* [GIVEN INSTRUCTION] Reproduce the records verbatim from the line holding "In this picture, where can the white instruction" through the line holding "point(1103, 326)", both of those lines included, and nothing else.

* [PROVIDED DATA]

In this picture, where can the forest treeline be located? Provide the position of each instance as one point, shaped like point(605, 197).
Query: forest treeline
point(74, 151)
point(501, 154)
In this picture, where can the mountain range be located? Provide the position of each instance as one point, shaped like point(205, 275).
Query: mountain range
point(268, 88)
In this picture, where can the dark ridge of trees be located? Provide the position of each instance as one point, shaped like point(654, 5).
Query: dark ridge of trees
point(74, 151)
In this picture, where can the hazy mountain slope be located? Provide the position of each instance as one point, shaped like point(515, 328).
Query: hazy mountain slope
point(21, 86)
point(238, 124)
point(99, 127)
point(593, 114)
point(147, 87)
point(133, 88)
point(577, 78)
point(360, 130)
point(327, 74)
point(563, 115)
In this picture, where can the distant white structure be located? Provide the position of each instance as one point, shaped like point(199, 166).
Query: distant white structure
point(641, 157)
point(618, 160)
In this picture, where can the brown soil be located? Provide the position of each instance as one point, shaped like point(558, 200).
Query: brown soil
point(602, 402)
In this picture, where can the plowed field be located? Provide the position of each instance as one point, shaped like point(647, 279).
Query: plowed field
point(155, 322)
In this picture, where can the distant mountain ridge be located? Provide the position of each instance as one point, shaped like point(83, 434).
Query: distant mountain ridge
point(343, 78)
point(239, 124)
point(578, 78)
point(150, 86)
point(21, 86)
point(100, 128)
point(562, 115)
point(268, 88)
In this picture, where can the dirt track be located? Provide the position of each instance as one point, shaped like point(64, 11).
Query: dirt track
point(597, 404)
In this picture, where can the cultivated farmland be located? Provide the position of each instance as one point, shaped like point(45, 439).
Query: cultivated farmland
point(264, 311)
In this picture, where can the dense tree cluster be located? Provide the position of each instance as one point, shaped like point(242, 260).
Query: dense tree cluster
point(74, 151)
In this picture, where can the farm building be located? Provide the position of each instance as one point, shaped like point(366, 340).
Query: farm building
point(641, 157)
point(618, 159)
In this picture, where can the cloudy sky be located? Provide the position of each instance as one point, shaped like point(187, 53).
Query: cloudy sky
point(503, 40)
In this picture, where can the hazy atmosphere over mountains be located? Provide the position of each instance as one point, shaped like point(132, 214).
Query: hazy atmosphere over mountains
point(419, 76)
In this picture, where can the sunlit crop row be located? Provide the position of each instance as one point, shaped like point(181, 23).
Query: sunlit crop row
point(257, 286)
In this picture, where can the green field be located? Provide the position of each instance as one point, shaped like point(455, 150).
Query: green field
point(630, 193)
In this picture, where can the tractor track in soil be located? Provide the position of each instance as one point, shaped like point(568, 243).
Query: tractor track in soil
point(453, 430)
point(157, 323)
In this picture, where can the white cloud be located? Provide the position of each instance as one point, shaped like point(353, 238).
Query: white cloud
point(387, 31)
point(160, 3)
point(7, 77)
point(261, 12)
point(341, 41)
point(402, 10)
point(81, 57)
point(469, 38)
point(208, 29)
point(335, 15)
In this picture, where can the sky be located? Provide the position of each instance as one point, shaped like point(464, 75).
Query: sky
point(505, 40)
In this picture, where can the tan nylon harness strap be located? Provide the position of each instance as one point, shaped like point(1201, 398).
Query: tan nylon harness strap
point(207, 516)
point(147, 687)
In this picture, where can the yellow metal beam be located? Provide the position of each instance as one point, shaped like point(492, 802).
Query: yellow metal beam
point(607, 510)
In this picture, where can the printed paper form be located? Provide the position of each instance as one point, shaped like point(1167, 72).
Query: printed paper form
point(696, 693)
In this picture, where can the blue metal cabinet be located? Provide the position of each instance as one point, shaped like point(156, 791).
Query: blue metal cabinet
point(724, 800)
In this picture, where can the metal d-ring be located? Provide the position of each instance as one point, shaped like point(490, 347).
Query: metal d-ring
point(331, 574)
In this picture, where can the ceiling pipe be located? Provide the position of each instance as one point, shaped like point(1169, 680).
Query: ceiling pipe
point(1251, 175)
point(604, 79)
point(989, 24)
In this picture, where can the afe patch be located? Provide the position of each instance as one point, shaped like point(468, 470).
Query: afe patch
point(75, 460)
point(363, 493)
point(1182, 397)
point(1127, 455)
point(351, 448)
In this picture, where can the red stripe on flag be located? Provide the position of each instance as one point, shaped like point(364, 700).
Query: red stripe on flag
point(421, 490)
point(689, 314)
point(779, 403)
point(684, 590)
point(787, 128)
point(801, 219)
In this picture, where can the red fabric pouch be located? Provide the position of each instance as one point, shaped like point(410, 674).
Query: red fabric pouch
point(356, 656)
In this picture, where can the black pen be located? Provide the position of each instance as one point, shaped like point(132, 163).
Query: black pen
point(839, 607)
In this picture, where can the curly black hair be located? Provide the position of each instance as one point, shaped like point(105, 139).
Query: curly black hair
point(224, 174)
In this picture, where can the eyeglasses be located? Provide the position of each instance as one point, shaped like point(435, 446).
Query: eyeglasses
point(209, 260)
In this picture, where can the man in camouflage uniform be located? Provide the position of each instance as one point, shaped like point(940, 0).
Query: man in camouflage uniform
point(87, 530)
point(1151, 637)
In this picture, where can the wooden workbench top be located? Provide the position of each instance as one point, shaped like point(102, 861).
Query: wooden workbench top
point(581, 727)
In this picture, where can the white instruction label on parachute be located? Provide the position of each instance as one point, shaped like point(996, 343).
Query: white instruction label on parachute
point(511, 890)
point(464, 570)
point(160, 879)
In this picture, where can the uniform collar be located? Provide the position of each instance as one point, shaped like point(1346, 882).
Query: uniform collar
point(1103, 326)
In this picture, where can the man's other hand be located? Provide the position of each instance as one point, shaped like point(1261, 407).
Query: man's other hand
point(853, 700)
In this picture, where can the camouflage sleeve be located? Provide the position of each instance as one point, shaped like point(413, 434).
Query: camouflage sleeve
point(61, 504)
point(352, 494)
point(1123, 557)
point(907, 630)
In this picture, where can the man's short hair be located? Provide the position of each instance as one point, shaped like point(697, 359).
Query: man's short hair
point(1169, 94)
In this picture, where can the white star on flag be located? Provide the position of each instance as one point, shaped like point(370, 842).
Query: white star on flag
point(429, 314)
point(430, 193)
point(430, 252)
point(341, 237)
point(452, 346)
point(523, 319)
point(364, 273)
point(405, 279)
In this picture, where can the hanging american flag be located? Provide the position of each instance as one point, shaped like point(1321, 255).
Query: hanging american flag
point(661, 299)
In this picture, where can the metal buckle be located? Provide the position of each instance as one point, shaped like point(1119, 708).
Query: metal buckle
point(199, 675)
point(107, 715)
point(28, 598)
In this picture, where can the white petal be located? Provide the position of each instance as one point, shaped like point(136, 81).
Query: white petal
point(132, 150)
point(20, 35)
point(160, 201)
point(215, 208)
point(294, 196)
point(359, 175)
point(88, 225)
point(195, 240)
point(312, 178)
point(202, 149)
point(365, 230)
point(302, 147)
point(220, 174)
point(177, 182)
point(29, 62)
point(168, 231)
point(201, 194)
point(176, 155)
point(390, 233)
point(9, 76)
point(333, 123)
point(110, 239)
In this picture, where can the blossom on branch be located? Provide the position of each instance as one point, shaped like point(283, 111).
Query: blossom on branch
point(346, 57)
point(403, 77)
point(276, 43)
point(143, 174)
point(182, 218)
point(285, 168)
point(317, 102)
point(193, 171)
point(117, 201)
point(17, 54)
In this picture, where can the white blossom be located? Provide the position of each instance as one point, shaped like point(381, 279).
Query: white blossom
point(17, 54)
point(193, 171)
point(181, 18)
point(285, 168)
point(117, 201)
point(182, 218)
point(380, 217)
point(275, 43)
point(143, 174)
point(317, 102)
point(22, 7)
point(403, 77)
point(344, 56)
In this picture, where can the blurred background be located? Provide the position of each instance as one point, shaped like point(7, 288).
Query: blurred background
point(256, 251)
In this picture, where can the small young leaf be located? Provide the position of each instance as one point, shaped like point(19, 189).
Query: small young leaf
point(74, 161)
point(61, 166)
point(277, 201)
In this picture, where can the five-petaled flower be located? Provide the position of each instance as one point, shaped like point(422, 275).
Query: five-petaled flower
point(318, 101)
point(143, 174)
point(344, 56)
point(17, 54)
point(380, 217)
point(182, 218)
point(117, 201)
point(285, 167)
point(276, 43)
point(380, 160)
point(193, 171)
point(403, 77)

* [SOLUTION]
In this picture, where can the white instruction label on parachute be located? Provide the position of each instance as one point, shaped like point(996, 343).
Query: white instruction label on parachute
point(511, 890)
point(464, 570)
point(160, 879)
In this picture, where can the uniform collar be located? Provide the position of each instance as one point, shaped like point(1346, 882).
Query: uniform collar
point(1103, 326)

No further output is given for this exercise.